**STATED GOAL:** The records below must be written out exactly, with every picture left behind.

**RECORDS FOR THE EXERCISE:**
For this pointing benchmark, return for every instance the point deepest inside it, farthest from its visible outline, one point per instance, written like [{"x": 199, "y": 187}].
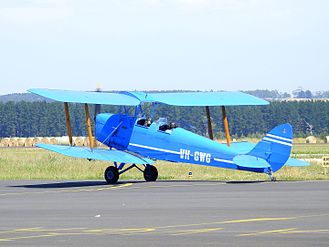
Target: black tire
[
  {"x": 150, "y": 173},
  {"x": 111, "y": 175}
]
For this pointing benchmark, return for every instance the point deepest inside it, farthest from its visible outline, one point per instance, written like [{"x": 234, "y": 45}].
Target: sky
[{"x": 164, "y": 45}]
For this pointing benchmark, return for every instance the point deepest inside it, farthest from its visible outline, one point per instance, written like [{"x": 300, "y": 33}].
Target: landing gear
[
  {"x": 270, "y": 173},
  {"x": 150, "y": 173},
  {"x": 111, "y": 175}
]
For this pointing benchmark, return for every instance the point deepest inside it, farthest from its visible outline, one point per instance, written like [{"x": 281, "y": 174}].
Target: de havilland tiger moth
[{"x": 136, "y": 142}]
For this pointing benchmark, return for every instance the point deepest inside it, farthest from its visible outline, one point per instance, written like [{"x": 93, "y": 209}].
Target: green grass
[{"x": 32, "y": 163}]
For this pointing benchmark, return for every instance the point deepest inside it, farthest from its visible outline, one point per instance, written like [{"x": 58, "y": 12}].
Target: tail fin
[{"x": 275, "y": 147}]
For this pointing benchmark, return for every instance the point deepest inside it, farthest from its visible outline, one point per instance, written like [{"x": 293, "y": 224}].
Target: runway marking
[
  {"x": 67, "y": 190},
  {"x": 257, "y": 220},
  {"x": 267, "y": 232},
  {"x": 174, "y": 230},
  {"x": 228, "y": 222},
  {"x": 306, "y": 231},
  {"x": 196, "y": 231}
]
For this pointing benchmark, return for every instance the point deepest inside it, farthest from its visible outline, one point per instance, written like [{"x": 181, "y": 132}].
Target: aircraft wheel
[
  {"x": 111, "y": 175},
  {"x": 150, "y": 173}
]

**CORRECT OUTPUT:**
For this pointing benchmark, return for every instance the point deepest inside it, farthest from its visible outline, one point per instance, written like [{"x": 199, "y": 187}].
Target: black tire
[
  {"x": 150, "y": 173},
  {"x": 111, "y": 175}
]
For this pointing benchmark, return for every instance the point deepest inside it, farthest from its visible outline, one point per instance, written like [{"x": 234, "y": 45}].
Target: sky
[{"x": 164, "y": 45}]
For this pointing benchmark, return for every instance the point deepest inside it, farthest from its visible outline, one point per instance, written like [{"x": 300, "y": 33}].
Target: landing gear
[
  {"x": 270, "y": 173},
  {"x": 150, "y": 173},
  {"x": 111, "y": 175}
]
For this pointing benchmark, return for every instance the point deepest inside it, farthest from its visible outline, one point per instance, written like [{"x": 281, "y": 174}].
Target: de havilland tiger moth
[{"x": 136, "y": 142}]
For this pointing benchmark, return for every instance the point deepest inside it, farthest from its visible outline, one point per instance, written like [{"x": 93, "y": 209}].
Target: green grass
[{"x": 32, "y": 163}]
For this pointing benchmark, return for every instance the point deepest inside it, farthest from its visible outline, one point per instance, written like [{"x": 58, "y": 12}].
Target: tail fin
[{"x": 275, "y": 147}]
For this pointing benchmark, return for every instance the point deepest inside it, farthest from its visible outline, one point per instance, written like [{"x": 293, "y": 224}].
Target: runway marking
[
  {"x": 67, "y": 190},
  {"x": 257, "y": 220},
  {"x": 267, "y": 232},
  {"x": 174, "y": 230},
  {"x": 228, "y": 222},
  {"x": 306, "y": 231},
  {"x": 196, "y": 231}
]
For this pointing benchmark, return for every instance the point deepest inside it, farthest from its visible outline, one point per instance, written like [{"x": 181, "y": 132}].
Target: aircraft wheel
[
  {"x": 111, "y": 175},
  {"x": 150, "y": 173}
]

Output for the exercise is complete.